Es una explicación muy plausible que prescinde de la intervención divina, creíble sólo para algunas personas de acendrada fe, y que presenta la huida como una demostración de astucia humana y sobre todo, de alguien que conocía perfectamente el terreno que pisaba.

El otro episodio es menos amable con la tradición cristiana, pero no por eso menos interesante.
Tras andar por el desierto, la comitiva llega a la falda del Monte Sinaí. Moisés deja a su pueblo a buen resguardo y sube al monte a ayunar y a entrevistarse con Yahvé. Cuarenta días pasa en meditación ante la zarza ardiente, cuando por fin, recibe de su Dios, las Tablas de la Ley. Recordando la película, vemos el enfado de Moisés cuando descubre que su pueblo, el elegido de Dios, ha fundido todas sus joyas para construir un becerro de oro y adorarlo. En el colmo de la desesperación arroja las tablas de piedra contra el becerro y lo destroza.

---

## Instrucciones de la tarea
Traduce al inglés esta oración del texto sobre Moisés: "El otro episodio es menos amable con la tradición cristiana, pero no por eso menos interesante."

---

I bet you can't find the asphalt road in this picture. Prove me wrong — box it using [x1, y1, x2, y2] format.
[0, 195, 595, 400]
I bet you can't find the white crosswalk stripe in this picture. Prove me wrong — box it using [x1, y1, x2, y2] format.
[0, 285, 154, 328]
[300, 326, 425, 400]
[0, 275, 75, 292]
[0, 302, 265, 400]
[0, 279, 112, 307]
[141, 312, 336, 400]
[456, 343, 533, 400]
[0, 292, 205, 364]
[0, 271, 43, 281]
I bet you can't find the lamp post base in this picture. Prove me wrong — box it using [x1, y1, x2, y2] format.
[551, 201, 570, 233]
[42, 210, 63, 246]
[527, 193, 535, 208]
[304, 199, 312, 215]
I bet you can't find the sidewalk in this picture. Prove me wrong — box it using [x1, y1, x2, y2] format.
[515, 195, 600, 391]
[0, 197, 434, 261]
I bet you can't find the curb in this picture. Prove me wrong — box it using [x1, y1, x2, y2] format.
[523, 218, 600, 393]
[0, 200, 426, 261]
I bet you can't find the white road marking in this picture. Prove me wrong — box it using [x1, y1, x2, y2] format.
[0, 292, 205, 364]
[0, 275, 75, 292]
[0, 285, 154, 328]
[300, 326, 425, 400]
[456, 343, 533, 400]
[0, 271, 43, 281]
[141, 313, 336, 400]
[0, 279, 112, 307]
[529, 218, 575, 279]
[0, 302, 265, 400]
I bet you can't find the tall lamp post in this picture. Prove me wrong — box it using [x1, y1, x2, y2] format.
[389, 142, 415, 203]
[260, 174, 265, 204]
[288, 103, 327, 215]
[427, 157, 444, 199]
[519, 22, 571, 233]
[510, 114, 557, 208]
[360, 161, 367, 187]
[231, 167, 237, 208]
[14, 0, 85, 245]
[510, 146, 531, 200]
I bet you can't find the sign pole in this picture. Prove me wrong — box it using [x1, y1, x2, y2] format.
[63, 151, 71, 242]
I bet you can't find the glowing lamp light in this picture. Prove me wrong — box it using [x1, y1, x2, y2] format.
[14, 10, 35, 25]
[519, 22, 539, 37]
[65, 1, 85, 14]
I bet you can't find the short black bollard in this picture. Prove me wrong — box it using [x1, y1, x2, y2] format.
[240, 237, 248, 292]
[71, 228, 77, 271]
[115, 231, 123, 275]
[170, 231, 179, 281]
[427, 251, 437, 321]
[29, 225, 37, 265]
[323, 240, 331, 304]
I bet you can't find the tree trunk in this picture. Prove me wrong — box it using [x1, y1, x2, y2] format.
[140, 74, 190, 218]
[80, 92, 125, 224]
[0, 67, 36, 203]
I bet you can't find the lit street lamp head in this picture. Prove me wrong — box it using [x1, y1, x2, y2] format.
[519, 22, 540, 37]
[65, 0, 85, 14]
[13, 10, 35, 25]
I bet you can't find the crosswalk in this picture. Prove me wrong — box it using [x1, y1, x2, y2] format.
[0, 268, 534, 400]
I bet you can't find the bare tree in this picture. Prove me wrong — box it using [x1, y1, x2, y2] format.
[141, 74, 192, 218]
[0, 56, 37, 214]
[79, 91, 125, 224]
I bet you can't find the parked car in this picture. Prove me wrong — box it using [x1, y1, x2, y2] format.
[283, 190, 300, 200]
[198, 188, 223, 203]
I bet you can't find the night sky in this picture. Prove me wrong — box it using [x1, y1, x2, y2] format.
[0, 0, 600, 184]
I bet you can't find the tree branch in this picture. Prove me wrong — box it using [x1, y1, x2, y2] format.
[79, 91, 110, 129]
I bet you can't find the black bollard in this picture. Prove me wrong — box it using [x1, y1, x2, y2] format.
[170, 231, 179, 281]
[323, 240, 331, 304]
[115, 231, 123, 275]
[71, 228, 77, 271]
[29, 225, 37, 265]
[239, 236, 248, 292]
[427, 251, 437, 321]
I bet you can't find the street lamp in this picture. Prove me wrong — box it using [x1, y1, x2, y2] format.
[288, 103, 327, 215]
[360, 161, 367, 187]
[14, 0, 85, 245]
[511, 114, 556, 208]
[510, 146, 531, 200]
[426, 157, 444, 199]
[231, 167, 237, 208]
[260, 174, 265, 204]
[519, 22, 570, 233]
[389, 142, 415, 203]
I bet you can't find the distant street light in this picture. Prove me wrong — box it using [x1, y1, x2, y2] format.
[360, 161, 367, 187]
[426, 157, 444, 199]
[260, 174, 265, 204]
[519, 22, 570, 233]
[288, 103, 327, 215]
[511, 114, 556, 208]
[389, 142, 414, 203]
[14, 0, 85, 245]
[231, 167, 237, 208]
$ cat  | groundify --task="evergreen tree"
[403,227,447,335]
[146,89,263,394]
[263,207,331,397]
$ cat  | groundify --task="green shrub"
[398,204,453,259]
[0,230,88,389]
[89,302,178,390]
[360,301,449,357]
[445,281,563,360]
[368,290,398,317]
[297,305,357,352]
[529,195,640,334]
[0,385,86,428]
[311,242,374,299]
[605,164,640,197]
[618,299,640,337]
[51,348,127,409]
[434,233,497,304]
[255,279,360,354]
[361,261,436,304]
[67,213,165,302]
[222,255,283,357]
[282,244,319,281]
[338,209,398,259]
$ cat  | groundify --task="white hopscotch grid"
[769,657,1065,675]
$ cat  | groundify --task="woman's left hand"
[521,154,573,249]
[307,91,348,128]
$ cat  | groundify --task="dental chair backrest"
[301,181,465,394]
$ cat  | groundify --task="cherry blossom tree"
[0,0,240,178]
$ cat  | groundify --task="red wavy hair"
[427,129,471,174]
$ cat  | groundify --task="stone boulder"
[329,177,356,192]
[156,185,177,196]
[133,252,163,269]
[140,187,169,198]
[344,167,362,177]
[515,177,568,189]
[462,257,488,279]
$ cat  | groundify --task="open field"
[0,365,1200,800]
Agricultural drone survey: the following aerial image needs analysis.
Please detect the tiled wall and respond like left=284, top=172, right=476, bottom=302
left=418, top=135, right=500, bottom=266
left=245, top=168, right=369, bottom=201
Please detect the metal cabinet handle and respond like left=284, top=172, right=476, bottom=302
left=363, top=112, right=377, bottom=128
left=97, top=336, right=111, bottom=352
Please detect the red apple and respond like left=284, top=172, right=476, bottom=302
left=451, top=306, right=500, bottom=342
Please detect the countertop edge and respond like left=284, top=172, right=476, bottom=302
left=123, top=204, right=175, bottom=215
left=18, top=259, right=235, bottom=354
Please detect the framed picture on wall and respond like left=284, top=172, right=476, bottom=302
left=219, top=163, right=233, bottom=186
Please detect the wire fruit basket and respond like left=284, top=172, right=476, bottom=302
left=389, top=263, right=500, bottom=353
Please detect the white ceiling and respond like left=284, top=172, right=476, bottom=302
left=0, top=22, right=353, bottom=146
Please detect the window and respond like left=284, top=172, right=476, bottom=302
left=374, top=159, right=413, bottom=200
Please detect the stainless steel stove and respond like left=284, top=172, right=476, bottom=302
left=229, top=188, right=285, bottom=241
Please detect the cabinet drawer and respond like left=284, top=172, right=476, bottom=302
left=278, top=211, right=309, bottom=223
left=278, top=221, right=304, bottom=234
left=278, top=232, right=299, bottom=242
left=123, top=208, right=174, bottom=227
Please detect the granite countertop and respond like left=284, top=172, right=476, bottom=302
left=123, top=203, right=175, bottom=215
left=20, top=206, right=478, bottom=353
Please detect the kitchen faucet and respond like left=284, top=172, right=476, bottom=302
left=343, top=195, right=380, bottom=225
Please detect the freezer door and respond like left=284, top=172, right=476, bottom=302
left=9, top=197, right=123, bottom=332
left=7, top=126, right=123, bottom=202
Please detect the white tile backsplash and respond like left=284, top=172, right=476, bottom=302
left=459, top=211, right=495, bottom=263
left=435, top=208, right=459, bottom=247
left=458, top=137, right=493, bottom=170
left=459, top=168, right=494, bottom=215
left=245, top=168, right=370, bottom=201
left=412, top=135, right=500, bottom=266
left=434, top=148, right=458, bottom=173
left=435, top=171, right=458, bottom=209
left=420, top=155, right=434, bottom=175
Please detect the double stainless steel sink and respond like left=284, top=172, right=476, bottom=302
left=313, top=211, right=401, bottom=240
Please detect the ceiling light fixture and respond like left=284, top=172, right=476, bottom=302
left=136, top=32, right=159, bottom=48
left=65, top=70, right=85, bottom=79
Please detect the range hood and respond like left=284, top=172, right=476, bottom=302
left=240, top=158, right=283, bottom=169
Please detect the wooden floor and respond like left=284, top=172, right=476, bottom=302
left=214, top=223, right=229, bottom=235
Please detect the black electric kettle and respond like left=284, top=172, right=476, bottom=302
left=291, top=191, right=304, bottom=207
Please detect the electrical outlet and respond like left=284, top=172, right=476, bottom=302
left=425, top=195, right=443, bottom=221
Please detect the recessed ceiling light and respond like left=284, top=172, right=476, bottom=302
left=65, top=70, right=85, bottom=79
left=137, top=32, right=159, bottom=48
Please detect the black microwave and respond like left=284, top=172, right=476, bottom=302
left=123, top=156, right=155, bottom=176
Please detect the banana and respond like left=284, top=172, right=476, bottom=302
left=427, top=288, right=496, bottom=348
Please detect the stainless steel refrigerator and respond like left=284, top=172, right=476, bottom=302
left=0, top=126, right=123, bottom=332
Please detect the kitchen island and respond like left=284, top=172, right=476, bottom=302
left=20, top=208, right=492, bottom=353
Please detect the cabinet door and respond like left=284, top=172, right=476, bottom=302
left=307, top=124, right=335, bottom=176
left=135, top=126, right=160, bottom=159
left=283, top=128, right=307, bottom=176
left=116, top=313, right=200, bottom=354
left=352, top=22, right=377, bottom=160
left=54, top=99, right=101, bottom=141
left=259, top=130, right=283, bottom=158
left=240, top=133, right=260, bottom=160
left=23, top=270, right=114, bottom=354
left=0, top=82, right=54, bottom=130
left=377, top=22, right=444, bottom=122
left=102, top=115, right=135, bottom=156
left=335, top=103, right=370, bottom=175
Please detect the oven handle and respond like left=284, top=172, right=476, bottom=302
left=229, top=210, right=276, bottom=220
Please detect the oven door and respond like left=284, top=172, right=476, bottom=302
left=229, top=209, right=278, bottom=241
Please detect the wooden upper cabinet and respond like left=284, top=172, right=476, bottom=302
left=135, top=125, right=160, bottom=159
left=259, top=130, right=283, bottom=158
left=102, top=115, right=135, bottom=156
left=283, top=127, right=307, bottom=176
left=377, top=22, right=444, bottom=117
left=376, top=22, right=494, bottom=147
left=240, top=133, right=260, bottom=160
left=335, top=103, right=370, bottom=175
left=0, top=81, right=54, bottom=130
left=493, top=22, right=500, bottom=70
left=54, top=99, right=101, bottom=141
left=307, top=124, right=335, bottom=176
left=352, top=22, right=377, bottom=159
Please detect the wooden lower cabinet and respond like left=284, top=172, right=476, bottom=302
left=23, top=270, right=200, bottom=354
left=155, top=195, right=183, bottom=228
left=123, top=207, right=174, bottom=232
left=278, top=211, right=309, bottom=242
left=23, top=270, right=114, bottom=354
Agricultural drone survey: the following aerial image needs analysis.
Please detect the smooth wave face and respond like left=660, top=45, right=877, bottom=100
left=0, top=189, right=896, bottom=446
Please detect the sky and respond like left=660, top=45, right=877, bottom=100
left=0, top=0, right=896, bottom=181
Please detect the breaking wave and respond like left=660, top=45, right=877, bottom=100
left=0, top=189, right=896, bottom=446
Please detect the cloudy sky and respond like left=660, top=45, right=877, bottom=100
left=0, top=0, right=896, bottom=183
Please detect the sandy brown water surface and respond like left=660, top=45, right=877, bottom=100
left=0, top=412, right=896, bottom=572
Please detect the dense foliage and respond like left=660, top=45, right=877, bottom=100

---

## Espacio de respuesta
The other episode is less kind to the Christian tradition, but no less interesting for that.